Instructions to follow |
Print the whole listing exactly.

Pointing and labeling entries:
(begin)
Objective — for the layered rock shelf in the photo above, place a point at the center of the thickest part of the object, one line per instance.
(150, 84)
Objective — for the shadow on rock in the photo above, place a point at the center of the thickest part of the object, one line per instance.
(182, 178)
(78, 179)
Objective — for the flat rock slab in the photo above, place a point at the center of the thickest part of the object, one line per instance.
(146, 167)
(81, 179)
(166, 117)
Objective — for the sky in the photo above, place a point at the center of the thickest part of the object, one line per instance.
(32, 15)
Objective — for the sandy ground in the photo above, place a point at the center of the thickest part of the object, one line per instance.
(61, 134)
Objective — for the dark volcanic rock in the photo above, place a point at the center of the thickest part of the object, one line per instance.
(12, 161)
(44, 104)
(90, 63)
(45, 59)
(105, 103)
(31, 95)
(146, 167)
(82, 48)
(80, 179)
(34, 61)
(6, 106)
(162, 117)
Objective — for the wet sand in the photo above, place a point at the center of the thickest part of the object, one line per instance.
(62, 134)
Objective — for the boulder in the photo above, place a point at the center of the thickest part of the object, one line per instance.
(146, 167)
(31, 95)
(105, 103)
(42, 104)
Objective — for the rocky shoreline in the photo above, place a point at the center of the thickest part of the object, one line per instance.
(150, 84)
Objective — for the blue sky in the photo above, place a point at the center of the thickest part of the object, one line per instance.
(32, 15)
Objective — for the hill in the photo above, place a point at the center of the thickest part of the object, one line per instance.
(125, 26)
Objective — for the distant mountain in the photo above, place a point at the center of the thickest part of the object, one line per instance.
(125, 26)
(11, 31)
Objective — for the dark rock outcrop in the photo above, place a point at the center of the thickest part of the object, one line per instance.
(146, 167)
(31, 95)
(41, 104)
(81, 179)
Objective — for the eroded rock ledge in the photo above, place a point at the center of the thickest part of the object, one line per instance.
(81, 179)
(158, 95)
(end)
The answer |
Objective — for the layered rock shelf in the photo above, place a point at the center of the thickest part of the object, one line per instance.
(150, 84)
Objective — for the shadow on rock in the photo above, place a point at the center of the thickest part of the object, one line per instance.
(182, 178)
(78, 179)
Objective — for the flat rock slab in the photo above, place a point at the center of the thickest part of the object, one line per instance.
(146, 167)
(81, 179)
(166, 117)
Objective — for the sky in the photo above, place a point at the center of the thickest part of the object, one line per instance.
(32, 15)
Objective — for the sandy ground in the photo above, place a point at the center of the thickest part of the object, one line per instance.
(61, 134)
Objective — for the dark volcanic rock in the photo above, place a point at the center of the thickest part of the object, one line per instance.
(12, 161)
(44, 104)
(90, 63)
(45, 59)
(105, 103)
(31, 95)
(146, 167)
(82, 48)
(80, 179)
(34, 61)
(6, 106)
(162, 117)
Objective — for the wet sand in the photo above, place a point at the center of the thickest part of the object, one line per instance.
(62, 134)
Objective — for the boulder in the photo above, place a point at the center of the thickest part of the object, one line per instance.
(146, 167)
(31, 95)
(105, 103)
(42, 104)
Objective — for the rocky shoreline in the photo above, place a point at the center of the thickest part of the object, one line per instance.
(150, 84)
Objective — for the blue sky in the photo above, place a point at the center of the thickest part of the object, one line per instance.
(32, 15)
Objective — for the hill in the photo above, place a point at the center of the thickest part of the object, one line per instance.
(125, 26)
Objective — for the distant mountain in the photo above, place a point at the center of the thickest part of the object, one line per instance.
(125, 26)
(11, 31)
Objective — for the dark rock outcrop in the photo above, place a point at the center of the thickest part of the object, one line per instance.
(146, 167)
(31, 95)
(41, 104)
(81, 179)
Objective — for the eroded rock ledge in the photo above, place a point at the center of the thickest part of the object, one line per instance.
(81, 179)
(158, 95)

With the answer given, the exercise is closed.